═════ DOCUMENT SECTION
# canning anyone?



## strollingbones

did green beans last night....will do pickled beets today...anyone else canning...will do freezer jam as soon as i get pectin.

i got 3rd last year in pickled beets...i am going after first this year...i have had a major crop failure in the "gold" beets which are my ace....everyone else has red beets...but i dont know if i have enough for even a pint...but i am trying


----------



## RodISHI

Just the apples when they are ready here. More than likely will just freeze them. Baggies and the freezer are easy for fried apples.


----------



## Shogun

i've often wondered who the hell REALLY eats beats.  YUK.


I have no idea how to can anything.  I think it has something to do with a pressure cooker but Id rather cook with mine than pretend it's 1846.


----------



## Big Black Dog

Canning?  Yep.  I'm sitting on my can!!!  (I know, very little humor.)  Our garden is nowhere near ready yet because of the difference in growing seasons.  Besides, with all the rain we've had there isn't going to be much of a bounty.  I will, however, be  right over for some of those pickled beets!!!  Very yummy...


----------



## strollingbones

i have one pint of golden beets....i cant screw it up....the only vingear i have is distilled white...it calls for cider....oo i dont wanna cloud this with cider...but i am canning reds too...so i dont wanna fake this too much for the fair...they dont taste them...its looks only...plus i need pectin to make freezer jams


----------



## Big Black Dog

> i've often wondered who the hell REALLY eats beats. YUK



Oh, no, you're wrong.  Beets are really good - especially the pickled ones!  I like them cold (out of the fridge).  Another really great thing about beets is that it turns baby's poop a nice purple color!!!


----------



## strollingbones

Big Black Dog said:


> i've often wondered who the hell REALLY eats beats. YUK
> 
> 
> 
> 
> Oh, no, you're wrong.  Beets are really good - especially the pickled ones!  I like them cold (out of the fridge).  Another really great thing about beets is that it turns baby's poop a nice purple color!!!
Click to expand...


turns everyones that way....o shogun stop being so modern...nothing wrong with cannong food...i know where my food comes from


----------



## strollingbones

we dry apples


----------



## Shogun

I hear ya.. and more power to you.  I guess i'd have responded different if you were canning peppers or tomatoes rather than...  BEETS.


----------



## strollingbones

the beets are for the fair damn it....i still have beets from last year...i am beginning my stuff for the fair....i am entering the mushroom piece (which is not finished) in flat stained glass...still not sure what i will do for the 3 d stained glass...i have an evening of freezer jams...blueberry and peach...i am not sure about raspberry yet


----------



## Citizen

Planing on canning 3 bushels of patridge head beans, pickles, and freezing the cut corn.
══════════
═════ EXCERPTED RECORDS
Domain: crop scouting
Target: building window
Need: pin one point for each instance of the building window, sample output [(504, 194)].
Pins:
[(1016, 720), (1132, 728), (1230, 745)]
══════════
DIRECTIONS:
A - From the canning thread, quote the stretch from "did green beans" through "for fried apples.".
B - In the canning thread, what place did strollingbones earn in pickled beets last year?
C - Translate this sentence from the canning thread into Spanish: "Our garden is nowhere near ready yet because of the difference in growing seasons."

EXERCISE RESPONSES:
A -
did green beans last night....will do pickled beets today...anyone else canning...will do freezer jam as soon as i get pectin.

i got 3rd last year in pickled beets...i am going after first this year...i have had a major crop failure in the "gold" beets which are my ace....everyone else has red beets...but i dont know if i have enough for even a pint...but i am trying


----------



## RodISHI

Just the apples when they are ready here. More than likely will just freeze them. Baggies and the freezer are easy for fried apples.

B - Third place.

C - Nuestro huerto todavía no está ni cerca de estar listo debido a la diferencia en las temporadas de cultivo.